#### Cuplikan Halaman ####

MARAKNYA KONTEN SENSUAL DI MEDIA SOSIAL DAN DAMPAKNYA PADA ANAK-ANAK DAN REMAJA


Oleh: Diaz
Aktivis Dakwah

Di era digital seperti saat ini, konten sensual dan pornografi semakin mudah diakses oleh berbagai kalangan, termasuk anak-anak dan remaja. Platform media sosial seperti TikTok dan Twitter yang berubah nama menjadi X dipenuhi oleh konten-konten yang menampilkan unsur sensual secara terbuka, sering kali tanpa filter yang memadai. Fenomena ini memicu kekhawatiran banyak pihak, terutama orang tua dan lembaga yang peduli pada perkembangan moral generasi muda.

Salah satu contoh nyata adalah bagaimana konten sensual di TikTok mendapatkan perhatian besar. Konten kreator yang menampilkan unsur sensual sering kali mendapatkan ribuan bahkan jutaan penonton. Ironisnya, banyak dari mereka yang awalnya berpenampilan tertutup dan berhijab, namun setelah populer justru beralih ke gaya yang lebih terbuka. Tidak hanya itu, layanan seperti open booking (BO) atau video call seks (VCS) juga mulai menjadi tren di platform lain, seperti X.

####

_Butir Tugas 1_
Tolong jawab tiga pertanyaan ini berdasarkan cuplikan halaman.
(a) Siapa penulisnya, dan keterangan apa yang tercantum di bawah namanya?
(b) Twitter berubah nama menjadi apa?
(c) Apa kepanjangan dari singkatan VCS?
_Butir Tugas 2_
Sebutkan semua nama platform media sosial yang muncul dalam cuplikan halaman, termasuk nama lama dan nama baru.

#### Entri Hasil Ekstraksi ####

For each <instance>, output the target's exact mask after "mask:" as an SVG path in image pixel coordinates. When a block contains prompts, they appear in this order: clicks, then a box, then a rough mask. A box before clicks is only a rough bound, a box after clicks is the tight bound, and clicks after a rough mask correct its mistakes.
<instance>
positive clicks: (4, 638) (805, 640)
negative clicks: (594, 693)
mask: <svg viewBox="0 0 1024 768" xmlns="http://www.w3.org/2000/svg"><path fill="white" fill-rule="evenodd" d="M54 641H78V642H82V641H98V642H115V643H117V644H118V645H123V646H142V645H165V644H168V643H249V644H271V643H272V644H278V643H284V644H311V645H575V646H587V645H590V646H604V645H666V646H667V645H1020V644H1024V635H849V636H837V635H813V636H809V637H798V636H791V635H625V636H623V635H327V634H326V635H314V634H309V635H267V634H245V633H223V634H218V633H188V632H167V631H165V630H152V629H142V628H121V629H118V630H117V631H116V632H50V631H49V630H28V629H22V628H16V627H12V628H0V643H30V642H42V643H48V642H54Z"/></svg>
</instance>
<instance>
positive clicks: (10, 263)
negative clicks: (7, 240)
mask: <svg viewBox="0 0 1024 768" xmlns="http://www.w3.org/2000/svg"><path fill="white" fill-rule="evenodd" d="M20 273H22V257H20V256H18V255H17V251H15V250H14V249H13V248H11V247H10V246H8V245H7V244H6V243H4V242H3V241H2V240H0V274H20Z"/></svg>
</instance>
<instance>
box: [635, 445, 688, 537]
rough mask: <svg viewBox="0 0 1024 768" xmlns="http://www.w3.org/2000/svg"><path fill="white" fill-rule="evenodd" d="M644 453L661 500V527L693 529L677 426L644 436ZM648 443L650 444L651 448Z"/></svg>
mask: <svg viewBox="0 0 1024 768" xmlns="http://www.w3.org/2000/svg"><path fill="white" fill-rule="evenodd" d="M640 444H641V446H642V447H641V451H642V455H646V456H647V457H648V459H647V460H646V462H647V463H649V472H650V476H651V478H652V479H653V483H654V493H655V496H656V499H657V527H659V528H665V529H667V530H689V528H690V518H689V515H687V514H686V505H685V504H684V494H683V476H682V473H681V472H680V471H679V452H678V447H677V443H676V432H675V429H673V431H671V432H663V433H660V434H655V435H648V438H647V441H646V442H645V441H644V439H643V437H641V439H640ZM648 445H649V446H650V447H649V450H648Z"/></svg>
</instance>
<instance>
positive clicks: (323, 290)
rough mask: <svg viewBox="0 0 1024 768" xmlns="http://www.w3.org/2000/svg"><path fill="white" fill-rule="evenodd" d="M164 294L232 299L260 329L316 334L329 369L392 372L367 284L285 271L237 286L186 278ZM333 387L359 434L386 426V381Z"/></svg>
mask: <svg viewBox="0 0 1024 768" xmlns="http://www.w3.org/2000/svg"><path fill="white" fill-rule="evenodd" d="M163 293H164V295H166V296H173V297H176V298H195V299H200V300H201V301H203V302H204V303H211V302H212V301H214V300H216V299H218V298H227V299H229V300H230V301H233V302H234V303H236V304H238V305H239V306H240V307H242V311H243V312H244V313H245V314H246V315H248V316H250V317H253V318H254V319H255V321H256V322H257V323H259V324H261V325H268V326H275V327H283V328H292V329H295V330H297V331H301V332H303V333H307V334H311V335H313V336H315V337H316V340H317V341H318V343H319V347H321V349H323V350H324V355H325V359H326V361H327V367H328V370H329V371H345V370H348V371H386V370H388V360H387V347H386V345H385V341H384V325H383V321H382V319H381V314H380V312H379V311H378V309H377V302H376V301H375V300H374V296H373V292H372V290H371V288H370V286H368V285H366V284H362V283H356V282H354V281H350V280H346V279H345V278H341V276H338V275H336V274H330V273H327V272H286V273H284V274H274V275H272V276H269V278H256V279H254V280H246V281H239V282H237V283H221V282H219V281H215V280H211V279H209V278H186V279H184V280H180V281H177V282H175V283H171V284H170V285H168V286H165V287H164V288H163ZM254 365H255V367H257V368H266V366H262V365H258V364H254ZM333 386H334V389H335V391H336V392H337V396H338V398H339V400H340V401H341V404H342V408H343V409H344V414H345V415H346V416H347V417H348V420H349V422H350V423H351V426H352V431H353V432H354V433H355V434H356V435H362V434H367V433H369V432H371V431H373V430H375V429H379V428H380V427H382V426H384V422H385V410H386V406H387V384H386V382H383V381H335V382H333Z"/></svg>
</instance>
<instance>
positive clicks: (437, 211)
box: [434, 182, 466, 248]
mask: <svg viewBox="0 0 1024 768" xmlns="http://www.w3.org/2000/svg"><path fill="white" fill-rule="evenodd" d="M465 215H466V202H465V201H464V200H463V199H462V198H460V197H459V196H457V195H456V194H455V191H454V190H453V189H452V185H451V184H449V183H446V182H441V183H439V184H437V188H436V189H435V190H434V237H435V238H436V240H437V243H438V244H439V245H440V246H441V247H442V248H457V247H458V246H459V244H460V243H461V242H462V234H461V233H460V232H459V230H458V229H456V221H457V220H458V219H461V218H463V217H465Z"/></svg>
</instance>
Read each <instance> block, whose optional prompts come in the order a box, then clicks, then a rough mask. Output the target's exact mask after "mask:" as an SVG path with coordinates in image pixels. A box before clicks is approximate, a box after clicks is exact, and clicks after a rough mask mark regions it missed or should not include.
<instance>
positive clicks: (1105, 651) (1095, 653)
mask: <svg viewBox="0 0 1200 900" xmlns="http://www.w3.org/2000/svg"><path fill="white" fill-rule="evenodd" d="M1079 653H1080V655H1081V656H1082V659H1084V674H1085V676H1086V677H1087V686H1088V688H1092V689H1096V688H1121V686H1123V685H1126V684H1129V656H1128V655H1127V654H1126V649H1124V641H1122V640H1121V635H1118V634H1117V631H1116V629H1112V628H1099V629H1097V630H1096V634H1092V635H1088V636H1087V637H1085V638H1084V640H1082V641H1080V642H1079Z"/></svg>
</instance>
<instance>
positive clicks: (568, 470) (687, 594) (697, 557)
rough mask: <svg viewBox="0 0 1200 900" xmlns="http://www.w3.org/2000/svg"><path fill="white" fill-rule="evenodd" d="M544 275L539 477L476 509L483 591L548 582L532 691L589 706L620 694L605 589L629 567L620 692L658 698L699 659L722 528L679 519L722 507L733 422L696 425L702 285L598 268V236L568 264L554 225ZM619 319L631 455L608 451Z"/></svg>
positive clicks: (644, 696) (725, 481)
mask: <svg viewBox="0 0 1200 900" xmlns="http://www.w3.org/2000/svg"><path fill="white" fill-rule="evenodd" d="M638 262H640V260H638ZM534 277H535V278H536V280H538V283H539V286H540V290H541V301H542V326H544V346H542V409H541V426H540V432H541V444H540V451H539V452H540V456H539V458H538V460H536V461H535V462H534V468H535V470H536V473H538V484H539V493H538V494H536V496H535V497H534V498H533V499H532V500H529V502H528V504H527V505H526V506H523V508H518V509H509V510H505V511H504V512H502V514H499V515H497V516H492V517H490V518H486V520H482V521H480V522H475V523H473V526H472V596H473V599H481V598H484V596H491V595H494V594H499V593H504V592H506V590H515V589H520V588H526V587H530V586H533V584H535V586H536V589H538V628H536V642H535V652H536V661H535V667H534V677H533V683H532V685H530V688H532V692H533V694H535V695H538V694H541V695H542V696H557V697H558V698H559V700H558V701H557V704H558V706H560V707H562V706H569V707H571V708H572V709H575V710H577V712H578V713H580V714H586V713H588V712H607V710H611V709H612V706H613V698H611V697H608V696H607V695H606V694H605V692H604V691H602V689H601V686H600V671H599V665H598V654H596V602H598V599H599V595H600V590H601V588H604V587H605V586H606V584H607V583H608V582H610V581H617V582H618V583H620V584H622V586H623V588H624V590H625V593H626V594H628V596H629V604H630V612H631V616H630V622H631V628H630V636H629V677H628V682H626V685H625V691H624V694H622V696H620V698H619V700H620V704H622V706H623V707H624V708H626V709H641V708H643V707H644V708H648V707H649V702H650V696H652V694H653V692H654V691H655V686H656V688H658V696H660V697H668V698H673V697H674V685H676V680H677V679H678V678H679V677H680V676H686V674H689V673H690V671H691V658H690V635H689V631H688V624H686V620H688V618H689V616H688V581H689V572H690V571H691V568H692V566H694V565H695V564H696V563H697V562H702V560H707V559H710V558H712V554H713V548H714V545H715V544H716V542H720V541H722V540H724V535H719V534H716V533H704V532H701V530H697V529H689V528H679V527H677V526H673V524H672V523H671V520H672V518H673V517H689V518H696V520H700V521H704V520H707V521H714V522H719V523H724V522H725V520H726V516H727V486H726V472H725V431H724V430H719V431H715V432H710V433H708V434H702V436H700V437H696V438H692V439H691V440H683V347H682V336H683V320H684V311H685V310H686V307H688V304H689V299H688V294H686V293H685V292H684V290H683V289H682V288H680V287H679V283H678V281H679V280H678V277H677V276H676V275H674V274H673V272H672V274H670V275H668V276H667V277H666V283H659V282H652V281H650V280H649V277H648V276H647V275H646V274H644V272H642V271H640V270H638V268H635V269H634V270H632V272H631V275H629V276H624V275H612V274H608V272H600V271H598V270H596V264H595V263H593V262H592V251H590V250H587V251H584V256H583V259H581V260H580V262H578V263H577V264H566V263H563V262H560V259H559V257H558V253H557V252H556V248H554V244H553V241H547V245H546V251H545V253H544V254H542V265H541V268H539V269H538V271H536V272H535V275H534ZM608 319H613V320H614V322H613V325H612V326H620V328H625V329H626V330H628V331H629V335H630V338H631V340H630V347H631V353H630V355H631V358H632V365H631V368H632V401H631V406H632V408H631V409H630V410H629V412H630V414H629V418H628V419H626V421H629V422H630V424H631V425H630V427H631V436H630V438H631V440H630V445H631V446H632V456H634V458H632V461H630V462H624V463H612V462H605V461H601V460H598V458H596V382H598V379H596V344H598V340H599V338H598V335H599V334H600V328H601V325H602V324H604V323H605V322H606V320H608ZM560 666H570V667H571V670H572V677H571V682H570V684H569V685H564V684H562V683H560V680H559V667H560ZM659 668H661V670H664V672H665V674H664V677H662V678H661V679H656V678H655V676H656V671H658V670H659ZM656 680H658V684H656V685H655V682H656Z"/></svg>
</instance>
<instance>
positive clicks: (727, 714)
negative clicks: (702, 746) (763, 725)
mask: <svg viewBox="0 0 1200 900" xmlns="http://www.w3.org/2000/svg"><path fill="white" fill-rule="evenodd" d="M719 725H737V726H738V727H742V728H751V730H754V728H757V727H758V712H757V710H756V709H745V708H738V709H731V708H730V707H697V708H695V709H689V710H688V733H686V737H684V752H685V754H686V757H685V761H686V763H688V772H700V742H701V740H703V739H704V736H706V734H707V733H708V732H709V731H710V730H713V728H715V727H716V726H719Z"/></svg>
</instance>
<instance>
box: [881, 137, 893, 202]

####

_Hasil 1_
(a) Diaz, Aktivis Dakwah
(b) X
(c) Video call seks

_Hasil 2_
TikTok, Twitter, X